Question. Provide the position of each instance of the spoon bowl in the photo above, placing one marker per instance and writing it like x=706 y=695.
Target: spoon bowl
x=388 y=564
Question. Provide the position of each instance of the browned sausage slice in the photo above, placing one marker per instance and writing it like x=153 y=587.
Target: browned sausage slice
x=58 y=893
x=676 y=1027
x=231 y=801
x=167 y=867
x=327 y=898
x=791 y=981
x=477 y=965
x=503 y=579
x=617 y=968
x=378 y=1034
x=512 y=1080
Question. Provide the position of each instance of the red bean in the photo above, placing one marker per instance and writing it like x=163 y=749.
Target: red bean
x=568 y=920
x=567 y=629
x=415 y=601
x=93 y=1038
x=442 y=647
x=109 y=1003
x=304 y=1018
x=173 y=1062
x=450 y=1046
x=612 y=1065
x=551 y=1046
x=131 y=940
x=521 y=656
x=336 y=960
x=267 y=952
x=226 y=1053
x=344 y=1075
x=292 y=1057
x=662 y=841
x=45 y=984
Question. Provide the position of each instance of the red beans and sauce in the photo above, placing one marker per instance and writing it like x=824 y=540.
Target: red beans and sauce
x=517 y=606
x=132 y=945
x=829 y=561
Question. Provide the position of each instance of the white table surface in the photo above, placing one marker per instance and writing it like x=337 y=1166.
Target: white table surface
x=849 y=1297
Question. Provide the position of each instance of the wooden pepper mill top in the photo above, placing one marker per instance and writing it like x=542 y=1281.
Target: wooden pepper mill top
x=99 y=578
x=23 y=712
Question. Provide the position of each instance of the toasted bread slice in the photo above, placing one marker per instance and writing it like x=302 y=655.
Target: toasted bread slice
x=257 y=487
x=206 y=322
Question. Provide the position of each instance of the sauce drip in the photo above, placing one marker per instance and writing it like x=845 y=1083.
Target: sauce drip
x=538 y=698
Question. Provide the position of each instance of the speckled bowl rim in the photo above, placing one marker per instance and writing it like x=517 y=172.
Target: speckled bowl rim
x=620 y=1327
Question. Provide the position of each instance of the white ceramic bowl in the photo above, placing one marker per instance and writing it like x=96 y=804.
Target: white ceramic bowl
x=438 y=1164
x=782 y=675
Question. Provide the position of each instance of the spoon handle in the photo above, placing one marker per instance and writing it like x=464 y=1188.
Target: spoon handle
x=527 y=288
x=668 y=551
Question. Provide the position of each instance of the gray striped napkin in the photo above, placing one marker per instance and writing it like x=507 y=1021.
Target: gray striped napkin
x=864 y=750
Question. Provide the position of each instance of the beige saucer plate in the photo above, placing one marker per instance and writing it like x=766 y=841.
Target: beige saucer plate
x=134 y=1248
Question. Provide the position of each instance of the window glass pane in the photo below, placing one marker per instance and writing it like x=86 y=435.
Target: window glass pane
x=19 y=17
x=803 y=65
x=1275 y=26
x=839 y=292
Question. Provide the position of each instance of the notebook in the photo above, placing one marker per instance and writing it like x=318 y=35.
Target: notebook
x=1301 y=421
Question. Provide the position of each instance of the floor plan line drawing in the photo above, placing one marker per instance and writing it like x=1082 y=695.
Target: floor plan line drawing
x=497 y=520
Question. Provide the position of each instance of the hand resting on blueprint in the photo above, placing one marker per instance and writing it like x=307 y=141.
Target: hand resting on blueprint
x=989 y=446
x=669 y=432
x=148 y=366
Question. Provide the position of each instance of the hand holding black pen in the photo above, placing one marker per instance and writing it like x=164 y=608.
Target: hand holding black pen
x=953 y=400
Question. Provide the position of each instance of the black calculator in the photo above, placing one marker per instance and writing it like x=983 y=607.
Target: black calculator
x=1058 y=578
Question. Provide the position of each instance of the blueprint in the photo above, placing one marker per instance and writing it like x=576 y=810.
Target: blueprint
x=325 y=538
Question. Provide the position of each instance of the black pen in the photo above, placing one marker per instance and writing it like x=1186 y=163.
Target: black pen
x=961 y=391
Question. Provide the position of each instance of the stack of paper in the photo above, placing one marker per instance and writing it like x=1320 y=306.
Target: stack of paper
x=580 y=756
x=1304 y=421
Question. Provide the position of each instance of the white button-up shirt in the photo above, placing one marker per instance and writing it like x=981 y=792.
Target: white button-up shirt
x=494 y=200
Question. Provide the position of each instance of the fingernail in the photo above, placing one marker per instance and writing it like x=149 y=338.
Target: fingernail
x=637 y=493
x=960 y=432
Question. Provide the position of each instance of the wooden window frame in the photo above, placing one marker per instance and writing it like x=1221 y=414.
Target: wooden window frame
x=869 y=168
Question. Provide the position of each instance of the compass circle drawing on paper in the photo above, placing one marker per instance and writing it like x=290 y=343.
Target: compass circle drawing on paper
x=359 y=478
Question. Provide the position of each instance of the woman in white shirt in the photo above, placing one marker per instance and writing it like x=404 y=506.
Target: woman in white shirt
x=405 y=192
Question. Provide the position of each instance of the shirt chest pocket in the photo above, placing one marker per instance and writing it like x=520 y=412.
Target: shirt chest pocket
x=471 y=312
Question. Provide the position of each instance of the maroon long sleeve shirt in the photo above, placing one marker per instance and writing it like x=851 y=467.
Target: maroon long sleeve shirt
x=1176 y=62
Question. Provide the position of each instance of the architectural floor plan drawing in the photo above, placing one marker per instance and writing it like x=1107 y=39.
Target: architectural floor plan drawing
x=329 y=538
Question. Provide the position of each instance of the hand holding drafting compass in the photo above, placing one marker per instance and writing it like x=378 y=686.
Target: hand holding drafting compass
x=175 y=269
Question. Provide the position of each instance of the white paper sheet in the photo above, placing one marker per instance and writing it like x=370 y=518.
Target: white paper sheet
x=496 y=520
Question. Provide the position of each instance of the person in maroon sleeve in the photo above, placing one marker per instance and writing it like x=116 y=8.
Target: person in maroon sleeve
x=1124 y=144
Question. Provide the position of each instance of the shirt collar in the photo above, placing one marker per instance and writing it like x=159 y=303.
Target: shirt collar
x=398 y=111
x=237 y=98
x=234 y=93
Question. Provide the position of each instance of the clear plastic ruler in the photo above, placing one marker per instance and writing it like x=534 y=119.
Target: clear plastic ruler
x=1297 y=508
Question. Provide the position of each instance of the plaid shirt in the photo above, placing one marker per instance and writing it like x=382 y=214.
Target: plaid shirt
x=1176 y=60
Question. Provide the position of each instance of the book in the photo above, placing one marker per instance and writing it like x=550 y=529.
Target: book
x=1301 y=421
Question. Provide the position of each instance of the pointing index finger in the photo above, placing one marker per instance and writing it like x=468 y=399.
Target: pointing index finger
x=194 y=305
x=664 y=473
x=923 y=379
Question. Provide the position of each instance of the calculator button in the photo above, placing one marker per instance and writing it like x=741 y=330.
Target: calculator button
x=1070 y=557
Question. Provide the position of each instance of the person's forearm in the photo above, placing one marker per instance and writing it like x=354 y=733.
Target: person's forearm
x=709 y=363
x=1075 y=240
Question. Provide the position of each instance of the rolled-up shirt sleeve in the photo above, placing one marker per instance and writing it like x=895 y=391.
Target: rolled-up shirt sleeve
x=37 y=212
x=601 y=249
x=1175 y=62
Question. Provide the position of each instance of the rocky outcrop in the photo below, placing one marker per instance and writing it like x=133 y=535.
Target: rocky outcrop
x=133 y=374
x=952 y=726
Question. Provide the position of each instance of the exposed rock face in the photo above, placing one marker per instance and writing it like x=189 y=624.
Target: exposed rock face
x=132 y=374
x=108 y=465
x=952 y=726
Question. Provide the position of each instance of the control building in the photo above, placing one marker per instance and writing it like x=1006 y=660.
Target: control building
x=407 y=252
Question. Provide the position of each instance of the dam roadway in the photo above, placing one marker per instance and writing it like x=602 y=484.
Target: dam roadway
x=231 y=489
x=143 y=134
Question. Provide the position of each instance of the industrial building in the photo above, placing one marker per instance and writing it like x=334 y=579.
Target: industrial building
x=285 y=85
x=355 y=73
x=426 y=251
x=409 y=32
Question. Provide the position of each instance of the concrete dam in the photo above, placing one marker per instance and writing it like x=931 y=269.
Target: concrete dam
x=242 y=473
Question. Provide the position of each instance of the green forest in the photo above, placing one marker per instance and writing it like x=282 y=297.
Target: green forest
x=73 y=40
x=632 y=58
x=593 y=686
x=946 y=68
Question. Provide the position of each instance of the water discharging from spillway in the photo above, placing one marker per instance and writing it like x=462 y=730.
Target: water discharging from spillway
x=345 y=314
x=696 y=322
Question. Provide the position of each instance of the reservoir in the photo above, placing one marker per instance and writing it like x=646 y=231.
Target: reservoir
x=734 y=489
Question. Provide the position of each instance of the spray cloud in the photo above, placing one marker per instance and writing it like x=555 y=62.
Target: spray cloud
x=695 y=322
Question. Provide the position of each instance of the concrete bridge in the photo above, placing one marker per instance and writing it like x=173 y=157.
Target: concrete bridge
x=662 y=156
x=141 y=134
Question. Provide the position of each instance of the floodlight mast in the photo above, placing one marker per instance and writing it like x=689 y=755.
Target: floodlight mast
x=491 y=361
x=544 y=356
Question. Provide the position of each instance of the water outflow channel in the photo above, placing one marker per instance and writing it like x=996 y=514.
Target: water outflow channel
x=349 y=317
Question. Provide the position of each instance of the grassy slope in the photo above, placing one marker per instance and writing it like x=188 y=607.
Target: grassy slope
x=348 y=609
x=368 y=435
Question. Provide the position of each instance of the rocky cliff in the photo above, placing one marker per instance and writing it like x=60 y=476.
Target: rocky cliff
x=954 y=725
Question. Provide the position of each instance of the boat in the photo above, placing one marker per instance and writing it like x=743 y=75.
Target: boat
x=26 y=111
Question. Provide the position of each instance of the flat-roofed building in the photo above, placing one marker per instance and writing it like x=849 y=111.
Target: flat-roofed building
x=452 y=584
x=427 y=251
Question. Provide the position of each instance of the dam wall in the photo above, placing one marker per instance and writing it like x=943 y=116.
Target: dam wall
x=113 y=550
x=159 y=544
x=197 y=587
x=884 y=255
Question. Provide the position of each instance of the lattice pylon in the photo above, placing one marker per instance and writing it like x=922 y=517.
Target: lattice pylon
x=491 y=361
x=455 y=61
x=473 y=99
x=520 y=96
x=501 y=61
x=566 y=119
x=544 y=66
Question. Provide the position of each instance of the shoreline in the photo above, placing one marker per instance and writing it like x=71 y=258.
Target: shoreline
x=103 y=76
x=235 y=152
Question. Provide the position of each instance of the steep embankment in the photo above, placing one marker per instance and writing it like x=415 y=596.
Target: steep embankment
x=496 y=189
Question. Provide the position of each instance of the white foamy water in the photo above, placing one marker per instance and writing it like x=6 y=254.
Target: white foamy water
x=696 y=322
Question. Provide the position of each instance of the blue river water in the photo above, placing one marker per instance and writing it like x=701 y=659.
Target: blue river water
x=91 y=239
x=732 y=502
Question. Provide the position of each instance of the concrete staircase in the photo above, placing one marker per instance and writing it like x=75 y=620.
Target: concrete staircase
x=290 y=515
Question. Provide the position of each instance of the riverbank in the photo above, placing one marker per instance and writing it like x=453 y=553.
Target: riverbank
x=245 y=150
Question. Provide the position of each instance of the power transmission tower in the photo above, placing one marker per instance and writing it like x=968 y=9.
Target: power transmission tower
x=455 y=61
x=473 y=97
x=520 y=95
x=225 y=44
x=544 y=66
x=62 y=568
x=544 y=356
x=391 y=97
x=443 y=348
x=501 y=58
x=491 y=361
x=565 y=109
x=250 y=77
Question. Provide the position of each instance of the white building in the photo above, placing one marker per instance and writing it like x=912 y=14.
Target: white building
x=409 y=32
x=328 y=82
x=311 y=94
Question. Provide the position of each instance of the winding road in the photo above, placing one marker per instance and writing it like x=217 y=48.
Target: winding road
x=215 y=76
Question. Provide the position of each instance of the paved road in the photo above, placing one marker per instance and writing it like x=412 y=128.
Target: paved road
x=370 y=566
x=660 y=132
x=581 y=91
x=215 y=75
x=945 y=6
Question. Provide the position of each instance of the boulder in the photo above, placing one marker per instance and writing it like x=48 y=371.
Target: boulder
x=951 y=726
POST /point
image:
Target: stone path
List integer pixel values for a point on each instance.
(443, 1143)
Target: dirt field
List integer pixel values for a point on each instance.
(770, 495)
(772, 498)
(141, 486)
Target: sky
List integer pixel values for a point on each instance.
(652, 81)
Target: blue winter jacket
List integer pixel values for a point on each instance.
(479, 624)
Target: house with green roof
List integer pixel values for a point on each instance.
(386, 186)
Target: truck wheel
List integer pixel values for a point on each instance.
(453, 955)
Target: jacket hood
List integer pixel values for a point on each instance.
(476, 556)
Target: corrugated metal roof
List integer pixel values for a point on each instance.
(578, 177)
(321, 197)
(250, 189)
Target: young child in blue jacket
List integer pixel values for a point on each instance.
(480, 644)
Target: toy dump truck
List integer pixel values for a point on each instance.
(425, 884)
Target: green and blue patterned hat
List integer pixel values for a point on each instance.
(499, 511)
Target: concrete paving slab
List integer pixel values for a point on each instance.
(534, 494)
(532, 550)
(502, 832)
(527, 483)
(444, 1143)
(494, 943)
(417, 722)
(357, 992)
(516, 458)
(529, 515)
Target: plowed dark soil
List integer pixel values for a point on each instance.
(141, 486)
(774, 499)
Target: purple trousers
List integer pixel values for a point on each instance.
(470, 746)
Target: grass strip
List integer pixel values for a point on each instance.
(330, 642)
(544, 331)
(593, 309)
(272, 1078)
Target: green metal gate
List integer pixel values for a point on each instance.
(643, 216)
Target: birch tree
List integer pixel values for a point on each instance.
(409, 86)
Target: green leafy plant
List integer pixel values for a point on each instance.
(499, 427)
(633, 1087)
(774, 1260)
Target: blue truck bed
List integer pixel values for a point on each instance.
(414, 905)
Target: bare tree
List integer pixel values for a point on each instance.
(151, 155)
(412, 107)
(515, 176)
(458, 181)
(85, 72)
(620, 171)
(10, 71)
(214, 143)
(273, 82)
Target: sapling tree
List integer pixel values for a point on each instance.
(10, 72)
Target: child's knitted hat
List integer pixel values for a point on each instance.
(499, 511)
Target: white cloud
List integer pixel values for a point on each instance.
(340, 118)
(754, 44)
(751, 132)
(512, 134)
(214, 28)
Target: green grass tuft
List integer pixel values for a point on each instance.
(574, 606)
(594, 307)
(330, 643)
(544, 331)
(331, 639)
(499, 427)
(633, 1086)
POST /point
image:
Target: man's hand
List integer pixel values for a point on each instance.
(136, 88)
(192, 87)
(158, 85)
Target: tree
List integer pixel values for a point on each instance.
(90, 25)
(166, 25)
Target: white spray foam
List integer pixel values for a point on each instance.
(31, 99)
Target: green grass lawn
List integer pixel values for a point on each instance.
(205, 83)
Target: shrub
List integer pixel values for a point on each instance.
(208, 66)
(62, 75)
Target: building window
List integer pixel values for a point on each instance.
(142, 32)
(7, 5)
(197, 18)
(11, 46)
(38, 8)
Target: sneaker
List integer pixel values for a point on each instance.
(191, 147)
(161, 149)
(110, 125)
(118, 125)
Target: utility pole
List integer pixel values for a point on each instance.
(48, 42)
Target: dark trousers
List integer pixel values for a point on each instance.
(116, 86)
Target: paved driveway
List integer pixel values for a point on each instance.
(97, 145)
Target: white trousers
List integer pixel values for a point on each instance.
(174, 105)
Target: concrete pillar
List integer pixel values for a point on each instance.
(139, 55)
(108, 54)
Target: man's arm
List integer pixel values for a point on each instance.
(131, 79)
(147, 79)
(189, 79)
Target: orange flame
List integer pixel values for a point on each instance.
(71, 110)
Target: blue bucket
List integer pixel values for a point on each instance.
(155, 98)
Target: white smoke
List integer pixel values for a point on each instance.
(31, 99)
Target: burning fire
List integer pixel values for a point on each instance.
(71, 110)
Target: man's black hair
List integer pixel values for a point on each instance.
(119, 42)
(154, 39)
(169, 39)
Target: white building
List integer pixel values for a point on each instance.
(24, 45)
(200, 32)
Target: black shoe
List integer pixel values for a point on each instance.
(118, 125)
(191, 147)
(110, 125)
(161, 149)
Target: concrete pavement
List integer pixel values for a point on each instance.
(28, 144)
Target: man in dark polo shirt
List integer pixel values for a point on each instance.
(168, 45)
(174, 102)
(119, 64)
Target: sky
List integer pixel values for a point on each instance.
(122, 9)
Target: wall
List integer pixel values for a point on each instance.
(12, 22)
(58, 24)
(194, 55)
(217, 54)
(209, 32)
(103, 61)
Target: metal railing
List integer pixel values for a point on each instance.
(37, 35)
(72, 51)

....

WHAT THIS TASK INVOLVES = Set down, unchanged, only those lines above that fall between the line with "like x=602 y=484." and the line with "like x=334 y=579.", the two end lines included.

TASK ANSWER =
Question. Provide the position of each instance of the dam roadway in the photo above, placing one marker per instance and writing it like x=602 y=484.
Target: dam roadway
x=231 y=489
x=143 y=134
Question. Provide the position of each instance of the industrial building in the photo above, placing one marker per instance and writing it like x=334 y=579.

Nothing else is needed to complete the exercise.